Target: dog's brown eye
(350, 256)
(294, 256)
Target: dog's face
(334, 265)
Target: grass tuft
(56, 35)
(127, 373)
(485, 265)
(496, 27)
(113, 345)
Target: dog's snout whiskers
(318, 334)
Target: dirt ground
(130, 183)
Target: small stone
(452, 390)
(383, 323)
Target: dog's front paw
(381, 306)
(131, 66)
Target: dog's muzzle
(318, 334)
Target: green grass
...
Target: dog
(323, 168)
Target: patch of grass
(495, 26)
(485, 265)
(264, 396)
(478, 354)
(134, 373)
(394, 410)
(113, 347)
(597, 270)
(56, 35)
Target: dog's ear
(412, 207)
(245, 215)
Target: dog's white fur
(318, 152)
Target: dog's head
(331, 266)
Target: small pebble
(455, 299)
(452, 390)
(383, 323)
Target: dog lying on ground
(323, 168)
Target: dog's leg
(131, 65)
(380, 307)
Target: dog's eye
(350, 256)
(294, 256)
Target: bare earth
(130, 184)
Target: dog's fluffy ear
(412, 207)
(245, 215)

Task instructions: Rescale the items in the stretch from the line containing "Target: dog's front paw" through the line containing "Target: green grass", both included, and rewrite them with their requests unchanged, multiplying each point coordinate by 1.9 and rounding to whole numbers with halves rounded up. Return only these lines.

Exercise solution:
Target: dog's front paw
(724, 581)
(249, 125)
Target: dog's muzzle
(604, 635)
Target: green grass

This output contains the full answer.